>> begin SOURCE PASSAGE

Project Setup for Microservices in ASP.NET Core Web API

Project Setup for Microservices in ASP.NET Core Web API

In this article, I will explain the Project Setup for Microservices in ASP.NET Core Web API. Modern e-commerce platforms are built to handle millions of users and thousands of transactions daily. To achieve flexibility, scalability, and ease of maintenance, these systems are developed using a microservices architecture.

In this post, I will provide a step-by-step guide to setting up an e-commerce project in Visual Studio using the microservices approach. Each microservice focuses on a specific business capability, such as user management, product catalog, order processing, payments, or notifications, enabling independent development and deployment. By following Clean Architecture and Domain-Driven Design principles, this setup ensures a solid foundation for building robust, maintainable, and scalable e-commerce solutions.

What is an E-Commerce Application?

An e-commerce application (such as Amazon, Flipkart, or Myntra) is an online platform where users can browse products, place orders, make payments, and receive notifications. It handles interactions between buyers and sellers digitally, automating key business processes such as product catalog management, order processing, payment transactions, and communication. Key Features Include:

  • Product browsing & search
  • User accounts and profiles
  • Shopping carts & order placement
  • Secure payments
  • Order tracking & notifications

Behind the scenes, a modern e-commerce system is usually built with multiple independent services (microservices), each handling a specific business capability. This separation allows for flexibility, scalability, and easier maintenance. The following are the key Microservices present in an eCommerce Application.

>> end SOURCE PASSAGE

> _TASK TO CARRY OUT_:
Can you reproduce the part of the microservices setup article that begins at the words "In this post, I" and stops after "an E-Commerce Application?"? The listing after this article comes from a different source.

>> begin DATASET EXTRACT

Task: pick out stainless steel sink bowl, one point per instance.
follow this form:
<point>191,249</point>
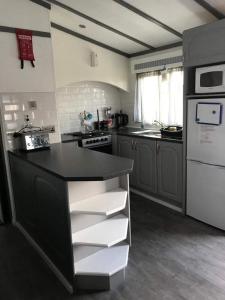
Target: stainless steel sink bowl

>> end DATASET EXTRACT

> _WORKED SOLUTION_:
In this post, I will provide a step-by-step guide to setting up an e-commerce project in Visual Studio using the microservices approach. Each microservice focuses on a specific business capability, such as user management, product catalog, order processing, payments, or notifications, enabling independent development and deployment. By following Clean Architecture and Domain-Driven Design principles, this setup ensures a solid foundation for building robust, maintainable, and scalable e-commerce solutions.

What is an E-Commerce Application?